> **ÜBUNGSTEXT**:
****

Bisher waren mir nur die weißen, glockigen Frühlingsblüten aufgefallen, die mit ihren langen Stielen über den Kleeblättern zu schweben scheinen. Sie sind offen und für Bienen und Hummeln leicht zugänglich. Die lilafarbene Aderung und die gelben Flecken an der Basis der Kronblätter sollen die Bestäubung begünstigen. Als sogenannte Saftmale zeigen sie den Insekten, wo es den süßen Nektar zu holen gibt.

Waldsauerklee-Blüte

Später im Jahr bildet der Waldsauerklee geschlossene Blüten aus, in denen eine Selbstbestäubung (Kleistogamie) stattfindet. Vermutlich finden im dichtbelaubten Sommerwald zu wenige Insekten die kleinen Blüten am Waldboden, so dass der Sauerklee die Befruchtung dann einfach selbst übernimmt? Entstehen durch die fehlende Lichtmenge die kleineren, geschlossenen Blüten? Da müsste ich einmal einen unserer Biolehrer fragen. Auf jeden Fall werde ich in den nächsten Wochen die Augen offenhalten und nach den geschlossenen Blüten schauen…

Waldsauerklee-Blüten

Und dann gibt es noch eine weitere raffinierte Technik beim Waldsauerklee: Über Gelenke, die am Übergang der Blättchen zum Stiel sitzen und auf veränderten Zelldruck reagieren, kann der Waldsauerklee seine Blätter regenschirmartig zusammenfalten. Etwa bei starker Sonnenbestrahlung klappt er dann seine Fiederblättchen nach unten zusammen. D.h. er schützt sich vor Wasserverlust durch Transpiration, indem sich die Spaltöffnungen (Stoma) seiner Blattunterseiten aneinanderlegen. Auch bei Kälte, Erschütterungen oder am Abend könnt ihr das beobachten.

Waldsauerklee

Auch geschichtlich findet sich einiges über den Waldsauerklee. Erste schriftliche Nachweise, dass er als Heilpflanze angewendet wurde, findet man in den Aufzeichnungen des griechischen Arztes Nikandros von Colophon (um 150 v. Chr.).

Im Mittelalter war der Waldsauerklee derart beliebt, dass man ihn in England im 15. Jahrhundert sogar kultivierte. Er wurde als Zutat in Suppen, Spinat und Salaten verwendet. Erst als der Sauerampfer aus Frankreich eingeführt wurde, verlor der Sauerklee an Bedeutung. Klar, die großen Sauerampferblätter haben deutlich mehr Masse und machen die Ernte um einiges leichter.

****

> **DIE DATENSÄTZE**:
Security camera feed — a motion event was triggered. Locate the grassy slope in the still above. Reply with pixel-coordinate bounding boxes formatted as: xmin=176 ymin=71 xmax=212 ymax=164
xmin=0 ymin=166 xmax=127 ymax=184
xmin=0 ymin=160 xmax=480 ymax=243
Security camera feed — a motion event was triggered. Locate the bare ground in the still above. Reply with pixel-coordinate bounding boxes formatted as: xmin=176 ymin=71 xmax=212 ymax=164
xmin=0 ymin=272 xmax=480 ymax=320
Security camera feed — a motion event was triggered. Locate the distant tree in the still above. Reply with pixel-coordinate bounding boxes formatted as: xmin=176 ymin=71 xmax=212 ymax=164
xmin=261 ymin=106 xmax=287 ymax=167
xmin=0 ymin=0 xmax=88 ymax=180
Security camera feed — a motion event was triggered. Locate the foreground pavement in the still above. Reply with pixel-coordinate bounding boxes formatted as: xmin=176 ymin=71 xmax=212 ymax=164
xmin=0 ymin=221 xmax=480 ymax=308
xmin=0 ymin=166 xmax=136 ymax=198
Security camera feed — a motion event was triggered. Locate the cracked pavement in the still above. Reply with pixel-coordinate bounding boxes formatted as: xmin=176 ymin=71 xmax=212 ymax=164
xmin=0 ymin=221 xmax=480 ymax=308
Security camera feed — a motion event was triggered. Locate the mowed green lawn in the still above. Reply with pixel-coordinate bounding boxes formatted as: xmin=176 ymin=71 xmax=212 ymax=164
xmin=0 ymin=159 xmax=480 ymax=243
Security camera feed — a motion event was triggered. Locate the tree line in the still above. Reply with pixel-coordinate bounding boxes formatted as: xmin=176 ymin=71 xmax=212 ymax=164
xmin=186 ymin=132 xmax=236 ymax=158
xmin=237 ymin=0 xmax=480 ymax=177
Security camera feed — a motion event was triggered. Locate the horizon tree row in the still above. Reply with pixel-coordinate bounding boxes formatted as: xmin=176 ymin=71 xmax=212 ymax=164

****

> **ARBEITSAUFTRAG 1**: Zitiere aus dem Text über den Waldsauerklee den Abschnitt zwischen „Waldsauerklee-Blüten“ und „150 v. Chr.).“, beide Stellen eingeschlossen.
> **ARBEITSAUFTRAG 2**: In welchem Jahrhundert wurde der Waldsauerklee laut dem Text über diese Pflanze in England sogar kultiviert?

> **LÖSUNG 1**:
Waldsauerklee-Blüten

Und dann gibt es noch eine weitere raffinierte Technik beim Waldsauerklee: Über Gelenke, die am Übergang der Blättchen zum Stiel sitzen und auf veränderten Zelldruck reagieren, kann der Waldsauerklee seine Blätter regenschirmartig zusammenfalten. Etwa bei starker Sonnenbestrahlung klappt er dann seine Fiederblättchen nach unten zusammen. D.h. er schützt sich vor Wasserverlust durch Transpiration, indem sich die Spaltöffnungen (Stoma) seiner Blattunterseiten aneinanderlegen. Auch bei Kälte, Erschütterungen oder am Abend könnt ihr das beobachten.

Waldsauerklee

Auch geschichtlich findet sich einiges über den Waldsauerklee. Erste schriftliche Nachweise, dass er als Heilpflanze angewendet wurde, findet man in den Aufzeichnungen des griechischen Arztes Nikandros von Colophon (um 150 v. Chr.).

> **LÖSUNG 2**: Im 15. Jahrhundert.